What to produce = Please pick out every line in the records below that contains the word "green" and copy each of those lines.

━━━━━━━━━━━━━━━━━━━━━━━━━━━━━━

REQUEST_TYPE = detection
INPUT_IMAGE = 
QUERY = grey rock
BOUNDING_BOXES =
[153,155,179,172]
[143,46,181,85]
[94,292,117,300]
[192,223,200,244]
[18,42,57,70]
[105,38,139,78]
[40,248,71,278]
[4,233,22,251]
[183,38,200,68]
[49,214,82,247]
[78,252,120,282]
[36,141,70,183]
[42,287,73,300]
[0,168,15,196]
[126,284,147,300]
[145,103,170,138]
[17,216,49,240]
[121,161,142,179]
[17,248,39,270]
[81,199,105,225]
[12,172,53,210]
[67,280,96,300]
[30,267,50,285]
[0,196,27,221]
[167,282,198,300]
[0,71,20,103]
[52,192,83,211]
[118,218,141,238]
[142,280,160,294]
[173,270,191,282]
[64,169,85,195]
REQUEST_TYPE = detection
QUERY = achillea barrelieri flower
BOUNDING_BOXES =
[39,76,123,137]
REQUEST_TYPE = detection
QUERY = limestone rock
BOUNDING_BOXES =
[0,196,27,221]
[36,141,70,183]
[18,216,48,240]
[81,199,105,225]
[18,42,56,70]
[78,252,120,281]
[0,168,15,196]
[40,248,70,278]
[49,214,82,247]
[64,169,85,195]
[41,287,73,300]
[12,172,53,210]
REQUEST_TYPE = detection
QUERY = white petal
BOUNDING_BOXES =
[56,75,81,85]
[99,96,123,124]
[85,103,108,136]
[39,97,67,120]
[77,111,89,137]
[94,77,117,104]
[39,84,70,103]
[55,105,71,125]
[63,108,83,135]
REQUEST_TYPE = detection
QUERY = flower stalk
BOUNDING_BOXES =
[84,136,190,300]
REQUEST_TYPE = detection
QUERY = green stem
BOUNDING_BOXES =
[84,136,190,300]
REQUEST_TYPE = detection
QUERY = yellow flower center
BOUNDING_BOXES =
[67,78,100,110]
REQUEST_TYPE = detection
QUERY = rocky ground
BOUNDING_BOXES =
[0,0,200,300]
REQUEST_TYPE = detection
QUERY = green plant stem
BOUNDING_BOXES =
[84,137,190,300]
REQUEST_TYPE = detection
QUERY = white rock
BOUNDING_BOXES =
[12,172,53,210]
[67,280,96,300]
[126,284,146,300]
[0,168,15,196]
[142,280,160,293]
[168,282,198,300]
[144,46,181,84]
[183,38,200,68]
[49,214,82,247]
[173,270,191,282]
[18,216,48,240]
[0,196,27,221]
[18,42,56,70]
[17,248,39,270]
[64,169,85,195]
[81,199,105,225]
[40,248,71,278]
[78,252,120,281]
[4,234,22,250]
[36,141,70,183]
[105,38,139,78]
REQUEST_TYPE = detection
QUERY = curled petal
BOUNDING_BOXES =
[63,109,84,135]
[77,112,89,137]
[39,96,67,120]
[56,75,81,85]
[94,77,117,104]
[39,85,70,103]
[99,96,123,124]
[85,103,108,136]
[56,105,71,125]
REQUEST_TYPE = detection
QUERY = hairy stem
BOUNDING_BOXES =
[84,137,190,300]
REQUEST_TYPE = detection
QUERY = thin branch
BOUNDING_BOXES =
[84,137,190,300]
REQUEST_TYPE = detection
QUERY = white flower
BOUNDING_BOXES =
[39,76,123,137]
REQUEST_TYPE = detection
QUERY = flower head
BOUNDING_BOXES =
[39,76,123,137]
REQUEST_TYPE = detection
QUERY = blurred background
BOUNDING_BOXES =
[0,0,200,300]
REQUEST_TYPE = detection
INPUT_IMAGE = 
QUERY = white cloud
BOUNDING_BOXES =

━━━━━━━━━━━━━━━━━━━━━━━━━━━━━━

Result =
QUERY = green stem
QUERY = green plant stem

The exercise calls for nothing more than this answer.